Switch each occurrence of "instance outlines" in the data below to "object outlines", and reproduce every line otherwise unchanged, leaving out the pictures.

**Segmentation dataset records:**
_ _ _ _
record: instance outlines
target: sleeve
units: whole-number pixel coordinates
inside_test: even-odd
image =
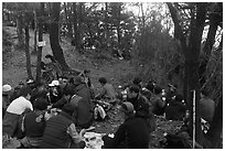
[[[74,123],[71,123],[67,128],[67,133],[72,137],[74,143],[79,143],[82,141],[82,137],[76,131],[76,127]]]
[[[56,101],[55,104],[53,104],[52,108],[61,108],[63,107],[63,105],[66,103],[65,99],[60,99],[58,101]]]
[[[101,88],[101,90],[100,90],[100,93],[95,97],[95,98],[97,98],[97,99],[100,99],[104,95],[106,95],[106,88],[105,87],[103,87]]]
[[[118,148],[122,142],[125,142],[126,126],[121,125],[115,133],[114,139],[111,139],[109,148]]]

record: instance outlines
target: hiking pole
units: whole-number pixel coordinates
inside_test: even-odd
[[[193,90],[193,149],[195,147],[195,90]]]

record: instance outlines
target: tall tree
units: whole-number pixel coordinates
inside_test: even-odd
[[[29,13],[25,13],[25,17],[28,19]],[[28,78],[33,78],[32,72],[31,72],[31,56],[30,56],[30,34],[29,34],[29,21],[25,21],[25,58],[26,58],[26,72],[28,72]]]
[[[63,50],[60,45],[60,36],[58,36],[58,24],[60,24],[60,11],[61,11],[61,3],[60,2],[53,2],[51,3],[51,17],[52,17],[52,22],[50,26],[50,44],[51,48],[53,52],[53,55],[55,60],[61,64],[63,69],[69,68],[65,57]]]
[[[39,17],[39,42],[43,41],[43,14],[44,14],[44,2],[40,4],[40,17]],[[36,60],[36,82],[41,79],[41,61],[42,61],[42,46],[39,46],[38,50],[38,60]]]
[[[202,129],[201,129],[201,117],[200,117],[200,85],[199,85],[199,56],[201,50],[202,34],[205,24],[206,3],[190,3],[191,8],[191,25],[190,25],[190,37],[186,43],[183,35],[178,13],[172,3],[168,3],[171,17],[174,22],[174,28],[179,33],[179,39],[182,43],[182,48],[185,57],[185,77],[184,77],[184,98],[189,106],[190,115],[193,117],[193,93],[195,91],[195,131],[196,142],[202,144]],[[193,118],[191,118],[190,134],[193,130]]]

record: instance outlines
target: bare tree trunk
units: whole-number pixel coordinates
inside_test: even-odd
[[[61,10],[61,3],[60,2],[53,2],[52,8],[52,23],[50,28],[50,43],[51,48],[53,52],[53,55],[55,60],[61,64],[63,69],[68,69],[68,65],[65,62],[63,50],[60,45],[60,36],[58,36],[58,21],[60,21],[60,10]]]
[[[33,44],[33,52],[36,53],[36,11],[33,11],[34,14],[34,44]]]
[[[18,47],[23,47],[24,46],[23,17],[22,13],[20,12],[17,18],[17,33],[18,33]]]
[[[202,129],[201,129],[201,117],[200,117],[200,83],[199,83],[199,56],[201,50],[201,41],[202,33],[205,23],[206,15],[206,4],[205,3],[196,3],[193,4],[192,8],[192,19],[191,19],[191,35],[189,40],[189,46],[186,45],[185,37],[183,35],[182,29],[180,26],[180,22],[178,20],[176,10],[171,3],[168,3],[168,7],[171,12],[171,17],[174,22],[174,28],[176,29],[176,33],[179,33],[178,37],[181,41],[181,45],[183,48],[184,57],[185,57],[185,77],[184,77],[184,98],[188,104],[190,115],[191,115],[191,125],[190,125],[190,134],[192,134],[193,130],[193,90],[195,90],[195,131],[196,137],[195,140],[200,144],[202,144]],[[195,17],[196,15],[196,17]],[[189,48],[188,48],[189,47]]]
[[[44,2],[41,2],[40,8],[40,20],[39,20],[39,42],[43,41],[43,14],[44,14]],[[42,61],[42,46],[39,46],[38,60],[36,60],[36,83],[41,79],[41,61]]]
[[[223,96],[218,99],[218,105],[215,108],[213,121],[206,138],[211,141],[211,148],[222,148],[222,130],[223,130]]]
[[[26,58],[26,72],[28,72],[28,77],[33,79],[32,72],[31,72],[31,56],[30,56],[30,51],[29,51],[29,24],[25,25],[25,58]]]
_ _ _ _
**RESULT OF THIS EXERCISE:**
record: object outlines
target: sleeve
units: whole-number pixel coordinates
inside_test: even-odd
image =
[[[74,123],[71,123],[67,128],[67,133],[72,137],[74,143],[79,143],[82,141],[82,137],[76,131],[76,127]]]
[[[56,101],[55,104],[53,104],[52,108],[61,108],[63,107],[63,105],[66,103],[65,99],[60,99],[58,101]]]
[[[101,88],[101,90],[100,90],[100,93],[95,97],[95,98],[97,98],[97,99],[100,99],[104,95],[106,95],[106,88],[105,87],[103,87]]]
[[[118,148],[122,142],[125,142],[126,126],[121,125],[115,133],[114,139],[111,139],[109,148]]]

record: object outlines
target: hiking pole
units: whole-number pixel coordinates
inside_test: even-odd
[[[193,90],[193,149],[195,147],[195,90]]]

record: object outlines
target: tall tree
units: whole-number pixel coordinates
inside_test: even-odd
[[[29,13],[25,13],[25,17],[28,19]],[[28,78],[33,78],[32,72],[31,72],[31,56],[30,56],[30,34],[29,34],[29,21],[25,21],[25,58],[26,58],[26,72],[28,72]]]
[[[63,50],[60,45],[60,36],[58,36],[58,24],[60,24],[60,11],[61,11],[61,3],[60,2],[53,2],[51,3],[51,17],[52,17],[52,22],[50,26],[50,44],[51,48],[53,52],[53,55],[55,60],[61,64],[63,69],[69,68],[65,57]]]
[[[39,17],[39,42],[43,41],[43,14],[44,14],[44,2],[40,4],[40,17]],[[36,60],[36,82],[41,79],[41,61],[42,61],[42,46],[39,46],[38,50],[38,60]]]
[[[202,129],[201,129],[201,117],[200,117],[200,85],[199,85],[199,56],[201,50],[202,34],[205,24],[206,3],[190,3],[191,8],[191,25],[190,25],[190,37],[186,43],[183,35],[178,13],[172,3],[168,3],[171,17],[174,22],[174,28],[179,33],[179,39],[182,43],[182,48],[185,57],[185,77],[184,77],[184,98],[189,106],[190,115],[193,117],[193,93],[195,91],[195,131],[196,142],[202,144]],[[193,118],[191,118],[190,134],[193,130]]]

record: object outlines
target: bare tree trunk
units: whole-number pixel coordinates
inside_test: even-odd
[[[61,10],[61,3],[60,2],[53,2],[52,8],[52,23],[50,28],[50,43],[51,48],[53,52],[53,55],[55,60],[61,64],[63,69],[68,69],[68,65],[65,62],[63,50],[60,45],[60,36],[58,36],[58,21],[60,21],[60,10]]]
[[[33,44],[33,52],[36,53],[36,11],[33,11],[34,14],[34,44]]]
[[[18,47],[23,47],[24,46],[23,17],[22,13],[20,12],[17,18],[17,33],[18,33]]]
[[[202,129],[201,129],[201,117],[200,117],[200,83],[199,83],[199,56],[201,50],[201,41],[202,33],[205,23],[206,15],[206,4],[205,3],[196,3],[193,4],[192,8],[192,19],[191,19],[191,35],[189,40],[189,46],[186,45],[185,37],[183,35],[182,29],[180,26],[180,22],[178,20],[176,10],[171,3],[168,3],[168,7],[171,12],[171,17],[174,22],[174,28],[176,29],[176,33],[179,33],[178,37],[181,41],[181,45],[183,48],[184,57],[185,57],[185,77],[184,77],[184,98],[188,104],[190,115],[191,115],[191,125],[190,125],[190,134],[192,134],[193,130],[193,90],[195,90],[195,131],[196,137],[195,140],[200,144],[202,144]],[[195,17],[196,15],[196,17]],[[189,48],[188,48],[189,47]]]
[[[44,2],[41,2],[40,8],[40,20],[39,20],[39,42],[43,41],[43,14],[44,14]],[[42,61],[42,46],[39,46],[38,60],[36,60],[36,83],[41,79],[41,61]]]
[[[223,96],[218,99],[218,105],[215,108],[213,121],[206,138],[211,141],[211,148],[222,148],[222,130],[223,130]]]
[[[26,58],[26,72],[28,72],[28,77],[33,79],[32,72],[31,72],[31,56],[30,56],[30,51],[29,51],[29,24],[25,25],[25,58]]]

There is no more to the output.